- Excerpt
This story originally appeared on MarketBeat
After close to a 20 percent drop in their share price over the past few sessions, burrito maker Chipotle (NYSE: CMG) was in need of some good news this week. Shares had notched an all-time high at the start of last month before getting caught up in the heavy rotation away from growth stocks and into value. Even though you’d be hard-pressed to call them a tech stock, a price-to-earnings (P/E) ratio of 114 does make them sound like a recently IPO’d and San Francisco headquartered software name.

But this 28-year-old casual dining company out of Denver, Colorado has a lot more going for it than a hyped-up Wall Street looking for the next big thing. They’ve made a habit of beating analyst expectations consistently quarter on quarter and have a longer than expected list of sell-side bulls backing their ability to keep it going. We’re barely halfway through this week and already Wall Street has been busy backing the buy opportunity.

Related: Why Chipotle Shares Will Continue To Move Higher

Raised price target

Just before yesterday’s bell Goldman Sachs were out with a reiteration of their Buy rating and fresh price target of $1,750, suggesting upside of some 30% from where the stock closed on Monday night. Shares duly complied in yesterday’s session as they surged more 6%, helped no doubt by the strong bid seen elsewhere in the market.

In a note to investors, they highlighted the long term potential and buying opportunity currently at hand: “we believe CMG is one of the most compelling opportunities in the Restaurant industry, and see the recent sell-off as a buying opportunity. Chipotle is emerging from the COVID-19 pandemic in a stronger position regarding its rapid digital acceleration, a focus on new asset designs (digital/Chipotlanes), a healthy pipeline of menu innovation (quesadilla coming soon), and a strong balance sheet to support unit development and growth initiatives.”

- Record excerpts

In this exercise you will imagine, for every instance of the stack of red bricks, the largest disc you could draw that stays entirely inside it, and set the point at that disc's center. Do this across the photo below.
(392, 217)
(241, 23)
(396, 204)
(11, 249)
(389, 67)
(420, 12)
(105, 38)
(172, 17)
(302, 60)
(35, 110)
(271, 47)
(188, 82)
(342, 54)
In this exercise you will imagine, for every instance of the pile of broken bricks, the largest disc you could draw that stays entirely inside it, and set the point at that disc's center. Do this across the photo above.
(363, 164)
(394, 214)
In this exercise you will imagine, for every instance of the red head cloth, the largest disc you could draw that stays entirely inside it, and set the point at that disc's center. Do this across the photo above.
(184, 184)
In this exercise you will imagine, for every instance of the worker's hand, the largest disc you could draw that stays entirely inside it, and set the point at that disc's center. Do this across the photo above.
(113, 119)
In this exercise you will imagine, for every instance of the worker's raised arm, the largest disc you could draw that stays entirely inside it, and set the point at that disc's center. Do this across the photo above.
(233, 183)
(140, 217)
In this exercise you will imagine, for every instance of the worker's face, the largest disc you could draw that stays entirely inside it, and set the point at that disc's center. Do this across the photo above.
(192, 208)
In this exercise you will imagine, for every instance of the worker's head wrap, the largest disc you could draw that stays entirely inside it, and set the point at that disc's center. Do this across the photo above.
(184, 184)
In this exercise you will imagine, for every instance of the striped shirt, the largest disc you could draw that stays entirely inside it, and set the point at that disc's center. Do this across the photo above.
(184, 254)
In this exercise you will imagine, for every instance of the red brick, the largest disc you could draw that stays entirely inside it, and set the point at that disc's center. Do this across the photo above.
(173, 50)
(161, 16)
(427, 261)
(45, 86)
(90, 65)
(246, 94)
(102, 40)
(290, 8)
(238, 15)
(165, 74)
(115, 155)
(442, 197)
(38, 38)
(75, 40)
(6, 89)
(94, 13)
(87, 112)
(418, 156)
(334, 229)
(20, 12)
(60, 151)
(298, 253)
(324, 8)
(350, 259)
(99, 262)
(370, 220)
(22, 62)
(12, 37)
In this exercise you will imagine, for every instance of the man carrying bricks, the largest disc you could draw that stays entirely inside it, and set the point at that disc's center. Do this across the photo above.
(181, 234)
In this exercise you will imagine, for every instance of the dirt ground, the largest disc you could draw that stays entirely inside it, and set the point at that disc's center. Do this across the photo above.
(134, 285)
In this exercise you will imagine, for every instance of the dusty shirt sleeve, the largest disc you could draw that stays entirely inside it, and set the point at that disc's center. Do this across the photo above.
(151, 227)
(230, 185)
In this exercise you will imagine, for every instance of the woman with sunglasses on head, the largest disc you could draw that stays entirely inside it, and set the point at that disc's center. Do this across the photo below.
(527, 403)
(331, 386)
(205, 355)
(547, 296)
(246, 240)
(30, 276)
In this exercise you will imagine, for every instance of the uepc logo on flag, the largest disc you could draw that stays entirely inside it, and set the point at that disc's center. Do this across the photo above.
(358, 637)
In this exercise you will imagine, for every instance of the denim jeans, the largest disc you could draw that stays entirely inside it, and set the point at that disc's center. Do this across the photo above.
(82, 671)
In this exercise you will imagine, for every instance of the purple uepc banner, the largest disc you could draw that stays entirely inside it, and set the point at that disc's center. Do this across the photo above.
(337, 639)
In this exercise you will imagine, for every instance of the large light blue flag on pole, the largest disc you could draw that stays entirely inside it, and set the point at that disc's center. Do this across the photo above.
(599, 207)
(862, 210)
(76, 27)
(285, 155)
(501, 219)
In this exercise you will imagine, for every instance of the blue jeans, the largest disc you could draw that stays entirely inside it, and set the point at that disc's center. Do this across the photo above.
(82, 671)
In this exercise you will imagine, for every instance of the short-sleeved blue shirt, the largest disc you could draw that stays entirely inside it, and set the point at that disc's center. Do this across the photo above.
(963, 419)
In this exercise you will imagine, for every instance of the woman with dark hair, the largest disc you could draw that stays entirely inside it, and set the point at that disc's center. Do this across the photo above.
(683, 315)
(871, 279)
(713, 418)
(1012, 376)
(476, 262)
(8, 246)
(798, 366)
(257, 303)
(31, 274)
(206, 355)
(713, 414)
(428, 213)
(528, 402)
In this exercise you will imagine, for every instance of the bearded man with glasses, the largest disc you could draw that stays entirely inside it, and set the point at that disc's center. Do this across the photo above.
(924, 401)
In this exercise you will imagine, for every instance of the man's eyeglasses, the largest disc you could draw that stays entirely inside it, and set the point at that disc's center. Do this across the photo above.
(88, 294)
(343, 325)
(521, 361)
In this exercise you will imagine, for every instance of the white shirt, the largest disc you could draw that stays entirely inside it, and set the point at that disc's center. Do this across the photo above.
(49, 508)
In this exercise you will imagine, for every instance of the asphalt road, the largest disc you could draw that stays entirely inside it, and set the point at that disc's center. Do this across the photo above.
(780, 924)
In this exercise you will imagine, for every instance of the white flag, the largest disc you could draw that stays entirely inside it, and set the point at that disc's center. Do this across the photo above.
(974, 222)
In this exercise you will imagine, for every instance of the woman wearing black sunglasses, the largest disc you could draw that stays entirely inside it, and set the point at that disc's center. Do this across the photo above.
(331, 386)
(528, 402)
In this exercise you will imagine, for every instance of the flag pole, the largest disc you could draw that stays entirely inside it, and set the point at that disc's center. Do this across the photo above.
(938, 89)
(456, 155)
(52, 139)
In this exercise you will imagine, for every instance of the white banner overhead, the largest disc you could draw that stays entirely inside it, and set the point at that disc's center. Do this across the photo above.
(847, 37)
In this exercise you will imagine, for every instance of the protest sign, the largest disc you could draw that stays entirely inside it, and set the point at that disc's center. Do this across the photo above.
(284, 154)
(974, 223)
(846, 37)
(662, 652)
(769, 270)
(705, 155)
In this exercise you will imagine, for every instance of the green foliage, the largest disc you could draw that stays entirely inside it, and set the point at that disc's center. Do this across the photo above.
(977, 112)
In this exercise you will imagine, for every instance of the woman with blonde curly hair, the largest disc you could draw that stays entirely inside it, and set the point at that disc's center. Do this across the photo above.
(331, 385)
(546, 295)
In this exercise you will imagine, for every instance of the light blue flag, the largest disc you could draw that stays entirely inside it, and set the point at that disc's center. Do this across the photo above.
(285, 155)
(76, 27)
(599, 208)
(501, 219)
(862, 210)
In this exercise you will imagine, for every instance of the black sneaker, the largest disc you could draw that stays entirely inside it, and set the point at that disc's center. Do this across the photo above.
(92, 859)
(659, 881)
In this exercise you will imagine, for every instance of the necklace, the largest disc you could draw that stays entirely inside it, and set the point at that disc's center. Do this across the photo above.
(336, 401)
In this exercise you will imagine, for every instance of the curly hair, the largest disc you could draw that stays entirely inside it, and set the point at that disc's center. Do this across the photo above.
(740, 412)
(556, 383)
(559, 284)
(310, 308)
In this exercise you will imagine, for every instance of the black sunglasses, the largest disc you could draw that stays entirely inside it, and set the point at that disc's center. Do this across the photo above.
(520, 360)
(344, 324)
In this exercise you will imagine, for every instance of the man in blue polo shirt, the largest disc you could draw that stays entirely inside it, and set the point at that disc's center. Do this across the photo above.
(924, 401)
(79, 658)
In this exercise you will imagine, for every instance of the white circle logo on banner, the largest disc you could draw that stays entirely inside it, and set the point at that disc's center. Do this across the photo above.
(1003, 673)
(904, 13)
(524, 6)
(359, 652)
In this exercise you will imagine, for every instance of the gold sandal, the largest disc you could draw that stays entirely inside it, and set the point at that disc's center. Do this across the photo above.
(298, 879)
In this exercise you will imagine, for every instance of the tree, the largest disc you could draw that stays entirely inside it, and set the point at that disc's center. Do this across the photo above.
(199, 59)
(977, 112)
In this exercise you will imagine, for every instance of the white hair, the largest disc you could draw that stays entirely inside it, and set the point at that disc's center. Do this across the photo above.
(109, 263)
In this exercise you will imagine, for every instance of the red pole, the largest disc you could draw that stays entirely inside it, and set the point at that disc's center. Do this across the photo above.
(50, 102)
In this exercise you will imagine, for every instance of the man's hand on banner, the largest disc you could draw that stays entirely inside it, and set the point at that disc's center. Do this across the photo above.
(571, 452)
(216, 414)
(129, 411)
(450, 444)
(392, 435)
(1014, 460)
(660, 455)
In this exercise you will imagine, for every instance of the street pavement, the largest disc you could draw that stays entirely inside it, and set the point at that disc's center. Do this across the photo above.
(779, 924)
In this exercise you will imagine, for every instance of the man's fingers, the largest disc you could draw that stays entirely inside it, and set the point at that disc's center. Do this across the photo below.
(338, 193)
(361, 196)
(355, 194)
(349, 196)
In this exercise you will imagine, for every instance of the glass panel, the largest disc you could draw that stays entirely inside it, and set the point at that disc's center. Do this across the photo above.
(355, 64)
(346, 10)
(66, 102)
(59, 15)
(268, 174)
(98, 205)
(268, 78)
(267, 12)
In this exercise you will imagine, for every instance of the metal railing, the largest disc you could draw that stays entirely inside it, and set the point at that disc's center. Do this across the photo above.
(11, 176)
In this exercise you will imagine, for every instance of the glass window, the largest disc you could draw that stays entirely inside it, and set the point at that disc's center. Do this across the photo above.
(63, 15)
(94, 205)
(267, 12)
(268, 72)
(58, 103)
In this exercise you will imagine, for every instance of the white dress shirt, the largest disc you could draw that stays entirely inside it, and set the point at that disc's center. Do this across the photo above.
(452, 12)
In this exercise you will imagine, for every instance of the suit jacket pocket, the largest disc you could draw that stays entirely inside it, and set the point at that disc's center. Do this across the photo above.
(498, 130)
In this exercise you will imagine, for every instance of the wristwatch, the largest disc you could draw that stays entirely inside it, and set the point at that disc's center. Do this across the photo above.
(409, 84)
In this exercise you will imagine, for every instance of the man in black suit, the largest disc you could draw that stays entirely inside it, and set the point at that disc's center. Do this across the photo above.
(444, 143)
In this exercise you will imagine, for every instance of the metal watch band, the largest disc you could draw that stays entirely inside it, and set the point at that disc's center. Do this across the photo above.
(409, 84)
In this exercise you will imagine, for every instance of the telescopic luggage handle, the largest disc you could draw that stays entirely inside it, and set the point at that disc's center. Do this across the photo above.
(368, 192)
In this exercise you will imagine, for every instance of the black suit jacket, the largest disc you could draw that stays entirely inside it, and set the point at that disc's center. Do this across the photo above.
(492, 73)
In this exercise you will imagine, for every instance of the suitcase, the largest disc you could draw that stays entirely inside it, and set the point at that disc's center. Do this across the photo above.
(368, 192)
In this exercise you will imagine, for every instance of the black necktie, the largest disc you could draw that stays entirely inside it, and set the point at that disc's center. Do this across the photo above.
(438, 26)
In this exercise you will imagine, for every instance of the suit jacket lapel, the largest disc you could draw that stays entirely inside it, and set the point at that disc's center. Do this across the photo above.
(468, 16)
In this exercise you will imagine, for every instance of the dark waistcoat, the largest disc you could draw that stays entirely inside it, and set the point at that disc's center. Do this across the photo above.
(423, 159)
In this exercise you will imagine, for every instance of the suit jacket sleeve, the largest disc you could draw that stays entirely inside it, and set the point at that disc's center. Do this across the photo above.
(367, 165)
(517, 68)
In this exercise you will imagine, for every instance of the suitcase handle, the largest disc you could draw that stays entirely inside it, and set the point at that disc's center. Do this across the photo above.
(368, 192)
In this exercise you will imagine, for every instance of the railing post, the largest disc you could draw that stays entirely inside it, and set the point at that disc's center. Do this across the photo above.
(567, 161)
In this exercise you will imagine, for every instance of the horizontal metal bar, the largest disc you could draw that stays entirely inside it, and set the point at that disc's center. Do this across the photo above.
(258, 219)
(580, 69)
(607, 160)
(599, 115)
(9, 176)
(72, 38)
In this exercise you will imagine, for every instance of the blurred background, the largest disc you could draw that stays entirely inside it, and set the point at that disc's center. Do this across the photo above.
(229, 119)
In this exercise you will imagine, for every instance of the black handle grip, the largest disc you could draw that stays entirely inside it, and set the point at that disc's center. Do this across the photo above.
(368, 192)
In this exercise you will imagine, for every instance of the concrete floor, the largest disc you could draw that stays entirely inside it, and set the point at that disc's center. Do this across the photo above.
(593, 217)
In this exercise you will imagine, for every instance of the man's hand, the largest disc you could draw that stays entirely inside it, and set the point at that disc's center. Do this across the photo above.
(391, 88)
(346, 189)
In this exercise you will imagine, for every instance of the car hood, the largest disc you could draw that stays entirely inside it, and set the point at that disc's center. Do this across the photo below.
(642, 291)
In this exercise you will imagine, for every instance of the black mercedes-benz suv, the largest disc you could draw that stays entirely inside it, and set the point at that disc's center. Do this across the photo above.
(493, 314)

- Activity 1
In the Chipotle article, what price target did Goldman Sachs set for the stock?
- Activity 2
Transcribe everything in the Chipotle article from "Raised price target" down to "elsewhere in the market.".
The rows are separate material and are not part of the Chipotle article.

- Written answer 1
$1,750

- Written answer 2
Raised price target

Just before yesterday’s bell Goldman Sachs were out with a reiteration of their Buy rating and fresh price target of $1,750, suggesting upside of some 30% from where the stock closed on Monday night. Shares duly complied in yesterday’s session as they surged more 6%, helped no doubt by the strong bid seen elsewhere in the market.